# START OF Material for this exercise

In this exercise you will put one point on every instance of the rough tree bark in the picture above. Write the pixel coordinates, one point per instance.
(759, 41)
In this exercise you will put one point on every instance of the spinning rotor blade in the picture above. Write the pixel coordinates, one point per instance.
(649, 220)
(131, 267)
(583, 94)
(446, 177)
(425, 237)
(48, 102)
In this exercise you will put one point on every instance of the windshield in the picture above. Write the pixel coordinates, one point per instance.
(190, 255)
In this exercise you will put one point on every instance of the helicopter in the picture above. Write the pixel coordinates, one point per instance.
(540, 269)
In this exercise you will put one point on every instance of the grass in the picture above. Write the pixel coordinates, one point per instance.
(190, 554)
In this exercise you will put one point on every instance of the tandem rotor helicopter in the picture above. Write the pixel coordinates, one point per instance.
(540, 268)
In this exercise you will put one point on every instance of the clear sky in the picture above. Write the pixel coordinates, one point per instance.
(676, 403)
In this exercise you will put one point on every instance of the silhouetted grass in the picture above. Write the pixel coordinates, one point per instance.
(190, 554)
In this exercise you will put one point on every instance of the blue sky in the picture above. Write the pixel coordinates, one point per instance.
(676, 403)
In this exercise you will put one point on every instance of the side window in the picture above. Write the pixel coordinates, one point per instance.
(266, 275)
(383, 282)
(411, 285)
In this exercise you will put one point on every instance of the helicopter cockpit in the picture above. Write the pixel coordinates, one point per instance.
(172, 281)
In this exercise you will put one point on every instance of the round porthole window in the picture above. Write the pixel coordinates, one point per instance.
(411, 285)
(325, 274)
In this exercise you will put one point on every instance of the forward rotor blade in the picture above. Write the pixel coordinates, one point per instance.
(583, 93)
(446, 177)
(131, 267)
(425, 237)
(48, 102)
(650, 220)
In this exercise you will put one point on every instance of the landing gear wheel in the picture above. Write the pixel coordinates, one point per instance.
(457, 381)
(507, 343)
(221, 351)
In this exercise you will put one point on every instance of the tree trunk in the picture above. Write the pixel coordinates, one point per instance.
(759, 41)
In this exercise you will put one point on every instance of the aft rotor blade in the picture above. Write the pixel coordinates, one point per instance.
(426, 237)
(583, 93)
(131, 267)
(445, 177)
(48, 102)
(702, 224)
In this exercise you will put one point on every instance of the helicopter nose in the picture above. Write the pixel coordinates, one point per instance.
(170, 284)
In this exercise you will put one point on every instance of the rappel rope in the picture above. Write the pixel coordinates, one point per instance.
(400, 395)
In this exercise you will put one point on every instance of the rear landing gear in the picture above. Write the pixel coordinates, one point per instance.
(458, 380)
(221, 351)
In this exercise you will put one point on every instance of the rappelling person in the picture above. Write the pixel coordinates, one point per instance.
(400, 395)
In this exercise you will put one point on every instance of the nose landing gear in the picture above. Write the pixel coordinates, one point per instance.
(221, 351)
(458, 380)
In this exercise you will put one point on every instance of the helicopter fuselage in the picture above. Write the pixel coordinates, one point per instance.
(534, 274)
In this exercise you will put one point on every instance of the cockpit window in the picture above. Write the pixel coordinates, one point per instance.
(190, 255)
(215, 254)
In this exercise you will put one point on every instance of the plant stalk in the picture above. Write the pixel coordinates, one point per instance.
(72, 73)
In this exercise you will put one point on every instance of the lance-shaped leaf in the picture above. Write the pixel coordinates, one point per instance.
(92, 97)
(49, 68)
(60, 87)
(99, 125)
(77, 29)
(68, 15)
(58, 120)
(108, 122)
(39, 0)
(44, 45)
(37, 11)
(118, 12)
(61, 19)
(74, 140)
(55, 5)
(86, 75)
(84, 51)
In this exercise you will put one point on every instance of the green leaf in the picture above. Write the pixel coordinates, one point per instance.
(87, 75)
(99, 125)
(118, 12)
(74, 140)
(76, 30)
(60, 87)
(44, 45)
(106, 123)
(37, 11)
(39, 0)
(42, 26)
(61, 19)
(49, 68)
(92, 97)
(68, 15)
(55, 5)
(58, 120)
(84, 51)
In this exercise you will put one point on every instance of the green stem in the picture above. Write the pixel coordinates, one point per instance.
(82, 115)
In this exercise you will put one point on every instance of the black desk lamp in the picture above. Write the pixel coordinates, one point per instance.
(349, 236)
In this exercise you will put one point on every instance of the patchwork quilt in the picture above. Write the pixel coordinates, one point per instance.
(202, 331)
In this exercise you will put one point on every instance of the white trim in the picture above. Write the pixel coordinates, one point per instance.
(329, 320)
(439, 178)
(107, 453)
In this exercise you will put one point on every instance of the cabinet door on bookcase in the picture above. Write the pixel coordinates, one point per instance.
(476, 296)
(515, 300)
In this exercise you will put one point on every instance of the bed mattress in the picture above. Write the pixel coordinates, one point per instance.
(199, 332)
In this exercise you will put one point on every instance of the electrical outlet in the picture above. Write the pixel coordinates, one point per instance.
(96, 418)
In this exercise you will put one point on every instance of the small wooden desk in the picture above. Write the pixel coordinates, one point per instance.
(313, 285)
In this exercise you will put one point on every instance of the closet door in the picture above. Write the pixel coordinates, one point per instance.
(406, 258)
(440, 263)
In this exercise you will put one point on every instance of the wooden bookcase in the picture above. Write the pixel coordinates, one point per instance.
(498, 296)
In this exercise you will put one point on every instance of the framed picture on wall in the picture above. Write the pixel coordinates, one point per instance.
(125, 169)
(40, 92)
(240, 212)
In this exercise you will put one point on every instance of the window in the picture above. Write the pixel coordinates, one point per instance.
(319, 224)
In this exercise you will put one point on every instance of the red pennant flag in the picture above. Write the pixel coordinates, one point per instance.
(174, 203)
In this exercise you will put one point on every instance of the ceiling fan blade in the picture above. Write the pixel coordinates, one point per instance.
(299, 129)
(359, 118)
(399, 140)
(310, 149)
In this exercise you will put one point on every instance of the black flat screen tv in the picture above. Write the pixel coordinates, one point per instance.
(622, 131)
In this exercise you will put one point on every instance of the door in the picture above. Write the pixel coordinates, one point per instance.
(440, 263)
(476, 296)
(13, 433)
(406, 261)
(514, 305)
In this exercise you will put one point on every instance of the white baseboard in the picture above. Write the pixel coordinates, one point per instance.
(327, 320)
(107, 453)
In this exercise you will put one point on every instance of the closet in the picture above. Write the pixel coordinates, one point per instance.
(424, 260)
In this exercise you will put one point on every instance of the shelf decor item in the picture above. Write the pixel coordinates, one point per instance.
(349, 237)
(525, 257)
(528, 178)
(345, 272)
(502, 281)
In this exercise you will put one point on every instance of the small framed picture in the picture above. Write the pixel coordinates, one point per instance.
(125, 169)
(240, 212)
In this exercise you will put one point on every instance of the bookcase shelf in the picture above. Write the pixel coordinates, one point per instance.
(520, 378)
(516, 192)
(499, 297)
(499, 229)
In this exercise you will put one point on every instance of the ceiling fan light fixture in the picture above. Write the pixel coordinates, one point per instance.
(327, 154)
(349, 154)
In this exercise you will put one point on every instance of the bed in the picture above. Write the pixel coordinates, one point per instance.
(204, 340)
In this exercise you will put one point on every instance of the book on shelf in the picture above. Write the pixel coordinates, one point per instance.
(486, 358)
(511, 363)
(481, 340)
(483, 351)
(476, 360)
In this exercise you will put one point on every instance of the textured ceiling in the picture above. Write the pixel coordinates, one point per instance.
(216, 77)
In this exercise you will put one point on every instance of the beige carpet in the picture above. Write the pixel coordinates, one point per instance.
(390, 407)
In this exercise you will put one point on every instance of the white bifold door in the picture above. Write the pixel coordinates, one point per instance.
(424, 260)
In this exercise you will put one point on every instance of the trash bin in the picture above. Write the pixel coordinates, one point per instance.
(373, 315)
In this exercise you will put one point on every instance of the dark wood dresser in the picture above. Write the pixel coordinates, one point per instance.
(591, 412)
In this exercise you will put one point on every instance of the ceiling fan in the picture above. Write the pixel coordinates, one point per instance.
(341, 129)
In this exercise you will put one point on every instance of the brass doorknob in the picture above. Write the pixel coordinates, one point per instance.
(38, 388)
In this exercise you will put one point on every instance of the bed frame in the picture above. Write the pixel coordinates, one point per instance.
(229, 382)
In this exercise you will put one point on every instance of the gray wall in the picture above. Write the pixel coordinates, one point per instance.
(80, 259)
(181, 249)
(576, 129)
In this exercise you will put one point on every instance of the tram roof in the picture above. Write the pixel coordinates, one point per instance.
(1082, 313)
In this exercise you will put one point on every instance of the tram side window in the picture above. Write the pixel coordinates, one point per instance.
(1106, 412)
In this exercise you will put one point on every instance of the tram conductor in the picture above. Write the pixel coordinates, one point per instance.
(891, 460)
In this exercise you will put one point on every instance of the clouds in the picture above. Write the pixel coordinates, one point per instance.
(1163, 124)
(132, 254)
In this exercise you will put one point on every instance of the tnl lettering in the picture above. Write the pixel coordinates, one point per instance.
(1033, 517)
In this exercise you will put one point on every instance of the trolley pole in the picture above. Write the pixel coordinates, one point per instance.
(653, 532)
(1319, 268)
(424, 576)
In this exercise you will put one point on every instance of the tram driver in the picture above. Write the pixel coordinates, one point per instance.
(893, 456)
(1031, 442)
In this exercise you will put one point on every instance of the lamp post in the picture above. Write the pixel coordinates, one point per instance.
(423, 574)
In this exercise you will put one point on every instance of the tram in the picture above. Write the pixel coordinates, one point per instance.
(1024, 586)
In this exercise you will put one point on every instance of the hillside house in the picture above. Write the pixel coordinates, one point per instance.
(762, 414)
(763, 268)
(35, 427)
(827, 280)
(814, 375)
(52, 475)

# END OF Material for this exercise

* _Stated task_:
Begin with the line containing "of the trolley" and repeat each line exactly until the records above end.

* _Solution_:
In this exercise you will put one point on every instance of the trolley pole in the picture above. Write the pixel coordinates, one point per instance.
(653, 532)
(1319, 268)
(424, 576)
In this exercise you will put one point on every instance of the tram driver in the picture above. Write the pixel coordinates, one point per instance.
(893, 456)
(1031, 442)
In this exercise you will put one point on every instance of the lamp post in the picture above. Write the pixel coordinates, one point per instance.
(423, 574)
In this exercise you will put one point on every instance of the tram in the picture above. Write the pixel coordinates, one point per instance.
(1024, 586)
In this exercise you will put one point on every instance of the hillside house in the picture above. Write the pixel coordinates, one point per instance.
(762, 414)
(763, 268)
(35, 427)
(827, 280)
(814, 375)
(52, 475)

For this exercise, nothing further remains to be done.